_EXCERPTED PASSAGE_
┌──
Here are some typical Oracle DBA tasks that directly relate to compliance:

  • Data quality and metadata management. Ensuring data quality is key to regulatory compliance. If data or metadata aren’t accurate, how can the right data elements be subject to the appropriate regulatory controls?
  • Database auditing. As mentioned above, robust database audit capabilities can be essential for compliance with HIPAA and other regulations and policies that mandate tracking database usage. What data was accessed when and by whom? Database audit software can tell you. Database auditing is also vital for overall information security and detection of security breaches, especially against internal threats.
  • Data masking and obfuscation. Data masking practices are generally used to render original data suitable for testing purposes. It looks and functions consistently with the original data, but no longer constitutes personally identifiable information or credit card data, etc. for regulatory purposes. It’s also important for protecting sensitive data from staff (e.g., third-party contractors) working in non-production environments.
└──
_WHAT YOU ARE ASKED TO DO_
Can you transcribe the passage about Oracle DBA compliance tasks word for word, everything from "Here are some" down to "appropriate regulatory controls?"? Draw only on the passage about Oracle DBA compliance tasks.

_STORED RECORDS_
┌──
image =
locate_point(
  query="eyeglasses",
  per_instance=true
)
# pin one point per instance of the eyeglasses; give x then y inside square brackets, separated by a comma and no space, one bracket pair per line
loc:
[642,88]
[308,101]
└──
_FINISHED ANSWER_
Here are some typical Oracle DBA tasks that directly relate to compliance:

  • Data quality and metadata management. Ensuring data quality is key to regulatory compliance. If data or metadata aren’t accurate, how can the right data elements be subject to the appropriate regulatory controls?